* _Work to be completed_
Can you recast all of the entries below as a JSON list of strings, with one string per line and blank lines omitted? Leave the pictures out of your answer.

* _Data for the task_
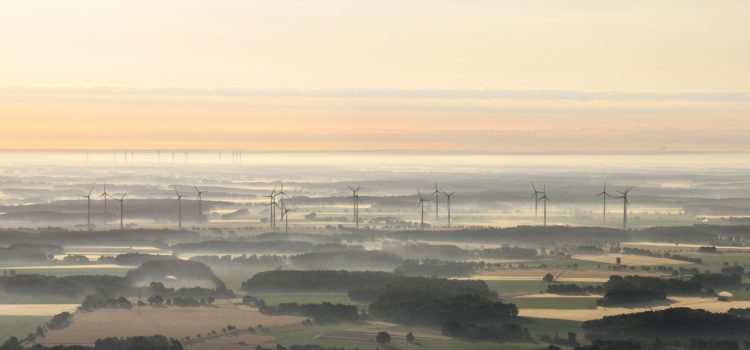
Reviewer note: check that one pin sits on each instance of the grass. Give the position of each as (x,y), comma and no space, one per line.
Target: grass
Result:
(540,326)
(234,276)
(299,334)
(554,303)
(9,298)
(518,287)
(72,272)
(273,299)
(19,326)
(515,287)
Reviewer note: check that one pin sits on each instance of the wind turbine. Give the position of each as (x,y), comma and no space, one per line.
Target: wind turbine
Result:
(625,204)
(88,208)
(535,197)
(200,203)
(281,202)
(604,194)
(436,193)
(355,198)
(105,195)
(122,209)
(179,209)
(448,196)
(286,218)
(421,204)
(272,205)
(545,199)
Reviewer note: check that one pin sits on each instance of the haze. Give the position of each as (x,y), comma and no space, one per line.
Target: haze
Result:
(514,76)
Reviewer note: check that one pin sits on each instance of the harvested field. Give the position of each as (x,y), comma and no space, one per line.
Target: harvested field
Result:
(172,322)
(549,295)
(35,309)
(231,342)
(369,336)
(580,276)
(628,259)
(69,266)
(708,304)
(680,246)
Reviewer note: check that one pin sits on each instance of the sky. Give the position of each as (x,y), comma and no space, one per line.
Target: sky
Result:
(473,76)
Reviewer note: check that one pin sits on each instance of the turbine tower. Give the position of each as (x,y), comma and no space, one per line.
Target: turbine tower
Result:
(545,199)
(122,209)
(625,204)
(88,208)
(436,193)
(421,204)
(286,218)
(179,208)
(272,205)
(535,197)
(281,202)
(604,194)
(200,203)
(355,199)
(105,195)
(448,197)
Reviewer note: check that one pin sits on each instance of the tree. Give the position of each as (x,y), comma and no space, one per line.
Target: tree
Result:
(383,338)
(548,278)
(410,337)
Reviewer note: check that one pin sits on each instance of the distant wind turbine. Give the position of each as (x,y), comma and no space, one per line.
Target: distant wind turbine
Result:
(355,199)
(625,204)
(200,203)
(286,218)
(421,204)
(105,195)
(545,199)
(282,194)
(88,208)
(122,209)
(448,197)
(272,207)
(436,193)
(179,209)
(604,194)
(535,197)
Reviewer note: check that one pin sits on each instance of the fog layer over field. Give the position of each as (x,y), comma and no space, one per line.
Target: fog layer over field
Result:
(44,188)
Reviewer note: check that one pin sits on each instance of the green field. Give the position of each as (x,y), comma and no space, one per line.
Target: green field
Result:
(311,335)
(19,326)
(7,298)
(72,271)
(234,276)
(273,299)
(553,303)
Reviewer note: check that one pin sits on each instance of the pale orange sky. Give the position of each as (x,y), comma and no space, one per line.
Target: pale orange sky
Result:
(510,76)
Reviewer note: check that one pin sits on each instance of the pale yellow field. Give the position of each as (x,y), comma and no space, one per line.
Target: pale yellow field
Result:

* _Written solution_
[
  "Reviewer note: check that one pin sits on each instance of the grass. Give the position of each as (x,y), comma and no space, one per line.",
  "Target: grass",
  "Result:",
  "(540,326)",
  "(234,276)",
  "(299,334)",
  "(554,303)",
  "(9,298)",
  "(518,287)",
  "(72,272)",
  "(273,299)",
  "(19,326)",
  "(515,287)",
  "Reviewer note: check that one pin sits on each instance of the wind turbine. Give the position of each as (x,y), comma and no space, one per line.",
  "Target: wind turbine",
  "Result:",
  "(625,204)",
  "(88,208)",
  "(535,197)",
  "(200,203)",
  "(281,202)",
  "(604,194)",
  "(436,193)",
  "(355,198)",
  "(105,195)",
  "(122,209)",
  "(179,209)",
  "(448,196)",
  "(286,218)",
  "(421,204)",
  "(272,205)",
  "(545,199)",
  "Reviewer note: check that one pin sits on each instance of the haze. Give the position of each as (x,y), comma and no space, one per line.",
  "Target: haze",
  "Result:",
  "(514,76)",
  "Reviewer note: check that one pin sits on each instance of the harvested field. Give the position of each as (x,y), comma and no space, one per line.",
  "Target: harvested field",
  "Result:",
  "(172,322)",
  "(549,295)",
  "(35,309)",
  "(231,342)",
  "(369,336)",
  "(580,276)",
  "(628,259)",
  "(69,266)",
  "(708,304)",
  "(680,246)",
  "Reviewer note: check that one pin sits on each instance of the sky. Give the position of each as (x,y), comma and no space, one per line.",
  "Target: sky",
  "Result:",
  "(473,76)",
  "Reviewer note: check that one pin sits on each instance of the turbine tower. Give the position of each as (x,y), comma and no space, one per line.",
  "Target: turbine tower",
  "Result:",
  "(545,199)",
  "(122,209)",
  "(625,204)",
  "(88,208)",
  "(436,193)",
  "(421,204)",
  "(286,218)",
  "(179,208)",
  "(272,205)",
  "(535,197)",
  "(281,202)",
  "(604,194)",
  "(200,203)",
  "(355,199)",
  "(105,195)",
  "(448,197)",
  "Reviewer note: check that one pin sits on each instance of the tree. Give the position of each as (x,y), comma and no space, one per line.",
  "Target: tree",
  "Result:",
  "(383,338)",
  "(548,278)",
  "(410,337)",
  "Reviewer note: check that one pin sits on each instance of the distant wind turbine. Give the position of each as (x,y), comma and no space, one per line.",
  "Target: distant wind turbine",
  "Result:",
  "(355,199)",
  "(625,204)",
  "(200,203)",
  "(286,218)",
  "(421,204)",
  "(105,195)",
  "(545,199)",
  "(282,194)",
  "(88,208)",
  "(122,209)",
  "(448,197)",
  "(272,207)",
  "(436,193)",
  "(179,209)",
  "(604,194)",
  "(535,197)",
  "Reviewer note: check that one pin sits on each instance of the fog layer over field. Give the position of each as (x,y), comma and no space, one per line.",
  "Target: fog layer over field",
  "Result:",
  "(44,188)",
  "Reviewer note: check that one pin sits on each instance of the green field. Give the position of each as (x,y), comma and no space, one per line.",
  "Target: green field",
  "Result:",
  "(311,335)",
  "(19,326)",
  "(7,298)",
  "(72,271)",
  "(234,276)",
  "(273,299)",
  "(553,303)",
  "Reviewer note: check that one pin sits on each instance of the pale orange sky. Give the position of each as (x,y), comma and no space, one per line.",
  "Target: pale orange sky",
  "Result:",
  "(510,76)",
  "Reviewer note: check that one pin sits on each instance of the pale yellow field. Give the position of each as (x,y), comma and no space, one per line.",
  "Target: pale yellow field",
  "Result:"
]